**待办任务:**
**a.** 请把所给文段中从“他的右僚机罗伯特·B.安德鲁”开始、到“攻时,他们的飞机都没被击中。”结束的部分原样照录下来。
**b.** 根据所给文段,斯威尼所选择的攻击目标似乎是哪一艘舰?

**所给文段:**
┌──
在斯威尼的9架轰炸机组成的分队中,第三小分队是福克纳率领的。他也像乌尔特尔一样,认为斯威尼他们没有看见敌航母,因此他脱离编队飞行,向他所看见的“4艘航空母舰中最大的那艘发起攻击”。在薄薄的云层下面,这艘航空母舰(无疑是“赤城号”)正在破浪前进。福克纳跟踪它并没有多大困难。他肯定敌航空母舰还没发现他,因为它全无规避企图,而且,他在敌舰队上空飞行长达20分钟也没遭到高炮的射击。但随后,高炮开火了,其火力高度十分准确,密集程度也要比他前一天在田中舰队上空遇到的厉害。他的左僚机斯蒂德曼的机翼中了几弹,但损伤不严重。

他的右僚机罗伯特·B.安德鲁斯投下4颗炸弹均未中的,所以他“脱离编队,独自冲向一艘大型航空母舰”。有一颗炸弹落得过早,偏向了“航空母舰旁边的”一艘小艇。第三次攻击时,他在靠近航空母舰处将剩下的3颗炸弹一齐投了下去。他没有发现对空火力,也没有看见战斗机来拦截,看来他不断单独攻击的也许完全是另一艘航空母舰。直到他把飞机拉起来,准备返回中途岛时,才有2架零式机追来。但他“一个俯冲,紧踩油门”就把它们甩掉了。

与此同时,福克纳和斯蒂德曼在原来选定的目标附近把总共8颗炸弹一股脑儿都投了出去,转身飞往库雷岛。他们认为,有一颗炸弹肯定命中了左舷舰首,另一颗可能击中了右舷,还有5颗近距脱靶。返航途中,他们遭到3架零式机的追击。一架零式机打坏了福克纳的四号发动机,另一架打伤了他的机尾机枪手的左食指。不过这些敌机在没有造成严重损失的情况下就“被炮塔炮和机尾机枪轻而易举地赶跑了”,其中有一架可能被击落。

斯威尼所选择的攻击目标似乎是“加贺号”。他认为,他在交叉轰炸时,“一颗炸弹击中舰尾部……顿时浓烟滚滚”。据他观察,他的小分队的其他飞机都没有命中。在进攻时,他们的飞机都没被击中。
└──
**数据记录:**
┌──
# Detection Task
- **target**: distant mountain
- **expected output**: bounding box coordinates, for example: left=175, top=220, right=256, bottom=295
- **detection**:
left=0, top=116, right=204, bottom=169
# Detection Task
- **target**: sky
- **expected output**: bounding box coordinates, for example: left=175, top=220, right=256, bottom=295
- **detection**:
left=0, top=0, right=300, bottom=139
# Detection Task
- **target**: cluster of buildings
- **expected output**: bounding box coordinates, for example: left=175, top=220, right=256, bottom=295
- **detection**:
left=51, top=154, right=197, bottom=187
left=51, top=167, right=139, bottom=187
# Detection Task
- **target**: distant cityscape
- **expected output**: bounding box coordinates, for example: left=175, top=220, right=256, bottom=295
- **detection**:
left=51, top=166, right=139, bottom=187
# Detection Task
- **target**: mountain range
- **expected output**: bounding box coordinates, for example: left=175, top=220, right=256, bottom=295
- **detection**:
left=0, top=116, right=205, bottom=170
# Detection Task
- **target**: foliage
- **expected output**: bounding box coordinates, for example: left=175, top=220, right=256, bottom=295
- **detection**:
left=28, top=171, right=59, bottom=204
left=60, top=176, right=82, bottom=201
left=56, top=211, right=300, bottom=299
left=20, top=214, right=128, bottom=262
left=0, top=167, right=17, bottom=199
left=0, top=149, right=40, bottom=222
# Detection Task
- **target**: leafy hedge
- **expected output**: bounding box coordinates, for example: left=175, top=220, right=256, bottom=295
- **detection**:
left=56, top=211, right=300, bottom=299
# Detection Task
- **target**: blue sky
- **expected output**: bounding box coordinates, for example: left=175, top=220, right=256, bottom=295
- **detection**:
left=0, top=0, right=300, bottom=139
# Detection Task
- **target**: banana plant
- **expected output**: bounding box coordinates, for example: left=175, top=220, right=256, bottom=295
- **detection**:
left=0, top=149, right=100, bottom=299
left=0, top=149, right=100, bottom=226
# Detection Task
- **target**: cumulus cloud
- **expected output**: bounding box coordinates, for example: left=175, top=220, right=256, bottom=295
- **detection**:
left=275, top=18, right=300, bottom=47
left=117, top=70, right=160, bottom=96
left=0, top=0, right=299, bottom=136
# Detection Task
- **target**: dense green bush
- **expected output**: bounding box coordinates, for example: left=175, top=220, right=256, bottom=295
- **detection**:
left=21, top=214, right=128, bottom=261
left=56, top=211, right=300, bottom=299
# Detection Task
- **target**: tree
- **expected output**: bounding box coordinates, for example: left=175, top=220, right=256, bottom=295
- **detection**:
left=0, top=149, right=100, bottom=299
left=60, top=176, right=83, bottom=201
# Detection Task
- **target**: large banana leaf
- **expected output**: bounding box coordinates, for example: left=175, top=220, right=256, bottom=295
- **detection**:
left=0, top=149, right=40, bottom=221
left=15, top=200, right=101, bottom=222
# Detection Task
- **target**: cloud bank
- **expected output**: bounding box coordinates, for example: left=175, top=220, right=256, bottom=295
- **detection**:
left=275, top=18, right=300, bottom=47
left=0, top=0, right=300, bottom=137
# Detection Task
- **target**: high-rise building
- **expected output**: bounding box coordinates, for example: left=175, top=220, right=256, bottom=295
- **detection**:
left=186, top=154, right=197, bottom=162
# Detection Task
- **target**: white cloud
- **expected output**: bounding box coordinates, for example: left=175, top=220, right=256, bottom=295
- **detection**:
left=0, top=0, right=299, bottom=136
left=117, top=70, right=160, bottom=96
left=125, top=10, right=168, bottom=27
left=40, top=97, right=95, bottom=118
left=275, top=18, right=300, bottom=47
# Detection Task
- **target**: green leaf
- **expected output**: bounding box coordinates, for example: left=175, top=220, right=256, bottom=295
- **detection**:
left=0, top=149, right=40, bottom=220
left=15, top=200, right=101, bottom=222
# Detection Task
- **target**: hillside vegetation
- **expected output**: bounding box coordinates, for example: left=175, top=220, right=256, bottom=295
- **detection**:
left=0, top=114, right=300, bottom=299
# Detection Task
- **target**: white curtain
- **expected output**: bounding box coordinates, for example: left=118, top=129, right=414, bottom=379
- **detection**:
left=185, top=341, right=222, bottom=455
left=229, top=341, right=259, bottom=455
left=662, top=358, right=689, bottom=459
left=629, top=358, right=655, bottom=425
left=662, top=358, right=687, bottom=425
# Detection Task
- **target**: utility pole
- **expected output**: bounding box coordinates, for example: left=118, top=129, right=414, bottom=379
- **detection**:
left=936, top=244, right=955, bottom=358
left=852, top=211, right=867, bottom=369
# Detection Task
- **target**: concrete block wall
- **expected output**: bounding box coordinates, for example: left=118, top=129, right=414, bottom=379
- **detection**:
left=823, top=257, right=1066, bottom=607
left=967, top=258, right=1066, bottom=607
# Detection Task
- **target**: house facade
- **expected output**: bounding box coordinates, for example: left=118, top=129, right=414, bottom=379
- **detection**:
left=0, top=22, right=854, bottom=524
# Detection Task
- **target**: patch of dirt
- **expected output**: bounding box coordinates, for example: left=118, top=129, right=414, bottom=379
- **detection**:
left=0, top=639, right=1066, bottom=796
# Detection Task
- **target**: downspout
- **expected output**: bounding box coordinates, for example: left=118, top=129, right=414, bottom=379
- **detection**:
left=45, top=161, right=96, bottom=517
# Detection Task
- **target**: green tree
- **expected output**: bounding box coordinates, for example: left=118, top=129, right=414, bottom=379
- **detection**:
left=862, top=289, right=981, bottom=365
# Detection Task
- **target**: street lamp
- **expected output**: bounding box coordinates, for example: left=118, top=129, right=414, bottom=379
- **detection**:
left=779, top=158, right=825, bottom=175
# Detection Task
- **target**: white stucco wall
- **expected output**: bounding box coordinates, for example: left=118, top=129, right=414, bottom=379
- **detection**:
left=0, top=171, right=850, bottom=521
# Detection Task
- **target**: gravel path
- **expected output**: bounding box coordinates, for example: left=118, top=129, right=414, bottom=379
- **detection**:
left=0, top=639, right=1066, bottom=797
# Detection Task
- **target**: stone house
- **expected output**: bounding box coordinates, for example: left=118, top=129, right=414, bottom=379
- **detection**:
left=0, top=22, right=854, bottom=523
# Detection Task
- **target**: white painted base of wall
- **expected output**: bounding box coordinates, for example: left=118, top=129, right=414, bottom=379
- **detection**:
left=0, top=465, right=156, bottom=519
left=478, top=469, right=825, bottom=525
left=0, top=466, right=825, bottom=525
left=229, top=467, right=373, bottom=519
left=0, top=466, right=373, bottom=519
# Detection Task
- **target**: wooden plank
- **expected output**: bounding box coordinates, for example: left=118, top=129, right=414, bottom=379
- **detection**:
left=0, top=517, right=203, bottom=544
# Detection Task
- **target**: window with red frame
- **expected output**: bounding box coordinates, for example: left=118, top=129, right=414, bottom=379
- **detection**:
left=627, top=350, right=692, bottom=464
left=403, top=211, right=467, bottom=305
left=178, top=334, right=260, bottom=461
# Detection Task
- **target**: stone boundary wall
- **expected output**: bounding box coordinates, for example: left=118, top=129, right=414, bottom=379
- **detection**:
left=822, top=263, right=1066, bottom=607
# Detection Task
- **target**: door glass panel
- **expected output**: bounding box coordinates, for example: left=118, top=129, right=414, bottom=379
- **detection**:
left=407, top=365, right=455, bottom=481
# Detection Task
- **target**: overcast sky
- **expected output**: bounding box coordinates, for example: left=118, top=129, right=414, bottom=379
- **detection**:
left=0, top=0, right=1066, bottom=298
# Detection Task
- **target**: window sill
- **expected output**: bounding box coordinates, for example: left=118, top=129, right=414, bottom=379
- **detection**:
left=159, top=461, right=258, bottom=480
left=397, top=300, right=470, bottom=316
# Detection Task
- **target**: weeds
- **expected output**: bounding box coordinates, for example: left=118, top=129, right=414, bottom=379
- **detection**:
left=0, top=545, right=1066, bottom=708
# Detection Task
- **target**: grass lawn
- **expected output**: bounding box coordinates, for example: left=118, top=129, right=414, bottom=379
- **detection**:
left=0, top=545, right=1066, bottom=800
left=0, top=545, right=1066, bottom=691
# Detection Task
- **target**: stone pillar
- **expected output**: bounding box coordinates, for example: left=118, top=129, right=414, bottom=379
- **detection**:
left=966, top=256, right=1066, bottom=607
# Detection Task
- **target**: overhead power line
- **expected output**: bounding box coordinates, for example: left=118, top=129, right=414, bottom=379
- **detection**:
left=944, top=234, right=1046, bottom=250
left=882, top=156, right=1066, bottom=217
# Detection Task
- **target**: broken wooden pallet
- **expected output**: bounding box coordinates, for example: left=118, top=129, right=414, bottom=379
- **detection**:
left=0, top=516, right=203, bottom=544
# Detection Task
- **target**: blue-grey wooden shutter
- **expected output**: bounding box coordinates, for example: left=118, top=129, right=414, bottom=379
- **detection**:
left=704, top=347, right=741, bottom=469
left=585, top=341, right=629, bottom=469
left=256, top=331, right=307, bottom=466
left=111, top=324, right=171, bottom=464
└──
**各题答案:**
**a.**
他的右僚机罗伯特·B.安德鲁斯投下4颗炸弹均未中的,所以他“脱离编队,独自冲向一艘大型航空母舰”。有一颗炸弹落得过早,偏向了“航空母舰旁边的”一艘小艇。第三次攻击时,他在靠近航空母舰处将剩下的3颗炸弹一齐投了下去。他没有发现对空火力,也没有看见战斗机来拦截,看来他不断单独攻击的也许完全是另一艘航空母舰。直到他把飞机拉起来,准备返回中途岛时,才有2架零式机追来。但他“一个俯冲,紧踩油门”就把它们甩掉了。

与此同时,福克纳和斯蒂德曼在原来选定的目标附近把总共8颗炸弹一股脑儿都投了出去,转身飞往库雷岛。他们认为,有一颗炸弹肯定命中了左舷舰首,另一颗可能击中了右舷,还有5颗近距脱靶。返航途中,他们遭到3架零式机的追击。一架零式机打坏了福克纳的四号发动机,另一架打伤了他的机尾机枪手的左食指。不过这些敌机在没有造成严重损失的情况下就“被炮塔炮和机尾机枪轻而易举地赶跑了”,其中有一架可能被击落。

斯威尼所选择的攻击目标似乎是“加贺号”。他认为,他在交叉轰炸时,“一颗炸弹击中舰尾部……顿时浓烟滚滚”。据他观察,他的小分队的其他飞机都没有命中。在进攻时,他们的飞机都没被击中。

**b.** “加贺号”。